■ Exercise directions
Please restate the listing word for word, omitting the images.

____

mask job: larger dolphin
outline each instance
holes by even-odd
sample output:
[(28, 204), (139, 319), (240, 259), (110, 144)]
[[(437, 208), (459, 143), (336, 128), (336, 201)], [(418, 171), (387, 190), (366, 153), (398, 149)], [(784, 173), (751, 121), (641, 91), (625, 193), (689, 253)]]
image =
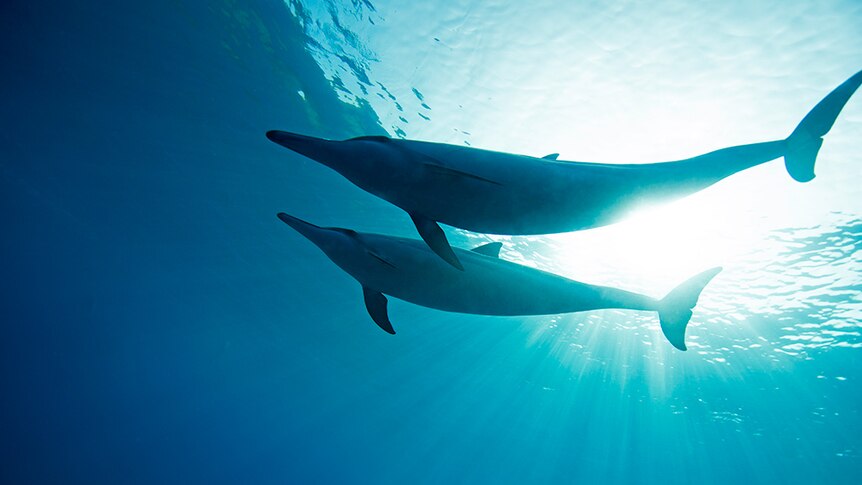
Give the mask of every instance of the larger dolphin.
[(479, 315), (550, 315), (601, 308), (658, 312), (662, 332), (685, 350), (685, 329), (700, 292), (721, 268), (700, 273), (657, 300), (588, 285), (499, 258), (500, 243), (455, 249), (464, 271), (444, 263), (419, 240), (319, 227), (291, 215), (278, 218), (316, 244), (361, 285), (369, 315), (394, 334), (390, 295), (438, 310)]
[(784, 157), (790, 176), (814, 178), (823, 136), (862, 83), (835, 88), (783, 140), (716, 150), (672, 162), (562, 162), (384, 136), (324, 140), (284, 131), (266, 136), (404, 209), (422, 239), (463, 268), (437, 224), (490, 234), (550, 234), (603, 226), (643, 203), (680, 198), (736, 172)]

____

■ Solution to this exercise
mask job: larger dolphin
outline each instance
holes by even-odd
sample output:
[(28, 204), (139, 319), (240, 259), (110, 144)]
[[(437, 208), (459, 143), (336, 128), (336, 201)], [(418, 171), (387, 190), (366, 153), (398, 149)], [(784, 173), (751, 121), (641, 91), (625, 193), (689, 253)]]
image =
Give the mask of every instance of the larger dolphin.
[(479, 315), (550, 315), (601, 308), (658, 312), (662, 332), (685, 350), (685, 329), (700, 292), (721, 268), (700, 273), (657, 300), (588, 285), (499, 258), (500, 243), (455, 249), (464, 271), (444, 263), (419, 240), (319, 227), (291, 215), (278, 218), (316, 244), (361, 285), (369, 315), (394, 334), (390, 295), (438, 310)]
[(784, 157), (790, 176), (814, 178), (823, 136), (862, 83), (835, 88), (783, 140), (716, 150), (672, 162), (562, 162), (384, 136), (324, 140), (284, 131), (266, 136), (404, 209), (422, 239), (463, 268), (437, 224), (490, 234), (550, 234), (603, 226), (643, 203), (680, 198), (736, 172)]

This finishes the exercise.